Passage given |

● ● ●

# Buying handgun in Alabama



## noonagon (Apr 28, 2007)

I don't know if this is the right thread or not to post this question in. I couldn't really find another one appropriate so sorry if its the wrong one.

I was wondering if as a Canadian citizen but a permanent resident of Alabama, can I purchase a handgun without any trouble? If someone could clear this up for me it would be awesome, thanks!!


----------



## denfoote (May 7, 2006)

*It depends on your status.*

Unless you are a Permanent Resident Alien and comply with the residency requirements of your state, then the answer is no. It does not matter where you are from!!

If so, then you fill out the paperwork, present your green card and your state ID showing residency, pass the NICS, then you should be good to go!!


----------



## noonagon (Apr 28, 2007)

Thank you very much. Last october I went to the range for the first time (well fisrt time shooting handguns). I am an avid moose hunter and I must say going to the range was the most fun ive had in a long time. Me and my friends were having competitions on all sorts of fun. I am looking at getting a Walther P99 Q/A Desert Sand. Is this a nice gun to start off with?? Thanks again for the answer


----------



## ArmyCop (May 7, 2006)

noonagon said:


> I don't know if this is the right thread or not to post this question in. I couldn't really find another one appropriate so sorry if its the wrong one.

● ● ●

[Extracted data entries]

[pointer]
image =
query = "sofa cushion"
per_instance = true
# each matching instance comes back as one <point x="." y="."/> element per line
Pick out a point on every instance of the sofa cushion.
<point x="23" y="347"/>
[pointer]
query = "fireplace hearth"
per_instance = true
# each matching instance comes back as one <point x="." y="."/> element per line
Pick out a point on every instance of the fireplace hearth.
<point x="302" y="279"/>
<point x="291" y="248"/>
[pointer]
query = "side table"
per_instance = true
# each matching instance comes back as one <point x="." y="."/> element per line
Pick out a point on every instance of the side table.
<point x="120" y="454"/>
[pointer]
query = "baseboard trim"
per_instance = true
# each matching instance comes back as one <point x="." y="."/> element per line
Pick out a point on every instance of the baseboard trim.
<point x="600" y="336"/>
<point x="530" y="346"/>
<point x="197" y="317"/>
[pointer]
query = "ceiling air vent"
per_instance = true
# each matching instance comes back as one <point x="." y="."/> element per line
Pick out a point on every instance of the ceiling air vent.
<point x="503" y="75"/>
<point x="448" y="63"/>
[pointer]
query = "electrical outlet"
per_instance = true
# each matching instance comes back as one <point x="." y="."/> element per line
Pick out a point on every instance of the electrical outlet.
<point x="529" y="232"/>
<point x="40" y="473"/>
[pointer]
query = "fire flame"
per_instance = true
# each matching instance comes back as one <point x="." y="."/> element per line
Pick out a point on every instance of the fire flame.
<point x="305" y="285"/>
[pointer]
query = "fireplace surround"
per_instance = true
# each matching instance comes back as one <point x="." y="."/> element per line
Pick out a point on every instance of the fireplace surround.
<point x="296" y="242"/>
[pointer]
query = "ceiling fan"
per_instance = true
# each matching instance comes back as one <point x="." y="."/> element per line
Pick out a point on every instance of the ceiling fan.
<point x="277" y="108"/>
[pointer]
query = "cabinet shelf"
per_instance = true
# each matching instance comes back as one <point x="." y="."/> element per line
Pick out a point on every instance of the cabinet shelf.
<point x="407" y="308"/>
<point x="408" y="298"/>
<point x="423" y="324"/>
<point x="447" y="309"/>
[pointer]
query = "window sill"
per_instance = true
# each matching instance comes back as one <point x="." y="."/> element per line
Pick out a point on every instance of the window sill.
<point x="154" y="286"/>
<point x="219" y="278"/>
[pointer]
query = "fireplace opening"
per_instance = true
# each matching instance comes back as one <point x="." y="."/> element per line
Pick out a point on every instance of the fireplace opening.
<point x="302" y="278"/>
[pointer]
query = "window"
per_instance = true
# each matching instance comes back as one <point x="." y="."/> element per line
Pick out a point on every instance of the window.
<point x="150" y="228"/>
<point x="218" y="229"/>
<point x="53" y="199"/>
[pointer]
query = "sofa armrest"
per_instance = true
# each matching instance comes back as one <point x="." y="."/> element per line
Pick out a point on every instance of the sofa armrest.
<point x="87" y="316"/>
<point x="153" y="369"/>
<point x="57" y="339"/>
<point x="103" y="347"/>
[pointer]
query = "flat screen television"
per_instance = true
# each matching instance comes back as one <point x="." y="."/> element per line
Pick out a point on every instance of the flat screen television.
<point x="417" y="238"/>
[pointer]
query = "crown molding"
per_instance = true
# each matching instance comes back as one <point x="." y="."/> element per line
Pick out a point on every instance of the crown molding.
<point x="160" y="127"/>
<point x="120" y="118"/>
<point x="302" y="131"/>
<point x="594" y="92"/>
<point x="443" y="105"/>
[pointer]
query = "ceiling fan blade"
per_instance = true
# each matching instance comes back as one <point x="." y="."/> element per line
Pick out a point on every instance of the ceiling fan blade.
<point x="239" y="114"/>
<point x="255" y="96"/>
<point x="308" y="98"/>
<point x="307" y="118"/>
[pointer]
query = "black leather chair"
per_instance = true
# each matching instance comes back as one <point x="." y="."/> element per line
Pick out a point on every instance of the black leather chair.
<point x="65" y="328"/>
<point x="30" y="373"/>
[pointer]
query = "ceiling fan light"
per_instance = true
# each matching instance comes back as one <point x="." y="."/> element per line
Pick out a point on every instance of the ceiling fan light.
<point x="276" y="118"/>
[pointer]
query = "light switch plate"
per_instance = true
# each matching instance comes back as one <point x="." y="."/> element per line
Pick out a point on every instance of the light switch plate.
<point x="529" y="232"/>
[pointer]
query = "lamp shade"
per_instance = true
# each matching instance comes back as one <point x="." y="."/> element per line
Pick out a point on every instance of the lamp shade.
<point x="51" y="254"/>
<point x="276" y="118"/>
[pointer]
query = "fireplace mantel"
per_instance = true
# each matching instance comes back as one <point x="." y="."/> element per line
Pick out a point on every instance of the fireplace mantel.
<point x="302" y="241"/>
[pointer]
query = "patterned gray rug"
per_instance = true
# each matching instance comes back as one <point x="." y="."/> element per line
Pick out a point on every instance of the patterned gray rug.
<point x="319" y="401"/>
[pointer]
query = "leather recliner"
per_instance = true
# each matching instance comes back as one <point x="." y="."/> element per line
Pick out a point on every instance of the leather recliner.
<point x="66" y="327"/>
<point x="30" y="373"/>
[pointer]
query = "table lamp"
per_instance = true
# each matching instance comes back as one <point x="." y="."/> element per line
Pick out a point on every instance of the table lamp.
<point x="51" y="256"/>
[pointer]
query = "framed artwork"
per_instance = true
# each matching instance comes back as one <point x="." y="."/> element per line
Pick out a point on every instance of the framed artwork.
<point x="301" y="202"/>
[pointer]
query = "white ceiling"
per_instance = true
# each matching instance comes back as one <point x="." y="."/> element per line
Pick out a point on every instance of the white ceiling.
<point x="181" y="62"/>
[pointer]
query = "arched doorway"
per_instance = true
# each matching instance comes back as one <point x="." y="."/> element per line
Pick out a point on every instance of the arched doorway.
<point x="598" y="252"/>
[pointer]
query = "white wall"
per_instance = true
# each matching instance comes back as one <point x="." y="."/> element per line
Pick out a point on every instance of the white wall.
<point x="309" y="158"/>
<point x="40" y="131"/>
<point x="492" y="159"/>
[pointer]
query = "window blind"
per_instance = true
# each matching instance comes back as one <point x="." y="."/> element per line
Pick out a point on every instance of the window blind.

● ● ●

Instructions |
1/ Reproduce the part of the forum thread on buying a handgun in Alabama starting with "I was wondering" and going on through "you are from!!".
2/ Continue the forum thread on buying a handgun in Alabama from the point where it stops.

Replies |
1/
I was wondering if as a Canadian citizen but a permanent resident of Alabama, can I purchase a handgun without any trouble? If someone could clear this up for me it would be awesome, thanks!!


----------



## denfoote (May 7, 2006)

*It depends on your status.*

Unless you are a Permanent Resident Alien and comply with the residency requirements of your state, then the answer is no. It does not matter where you are from!!

2/
> 
> I was wondering if as a Canadian citizen but a permanent resident of Alabama, can I purchase a handgun without any trouble? If someone could clear this up for me it would be awesome, thanks!!


If you have an Alabama Drivers License showing residency in Alabama - go to whatever gun shop you want - choose whatever gun you want - tell the sales person you want to buy it and they will go through the process, ask to see your license - just see how it goes. Might not be a problem.


----------



## Baldy (Jun 21, 2006)

I think where you might have a problem is if you return to Canada. There is a lot of red tape in trying to get a gun into Canada. Big old signs at the port of entry say 10yrs in jail and $10,000 fine if you try to git one in without going through customs. Good luck.

Best Baldy.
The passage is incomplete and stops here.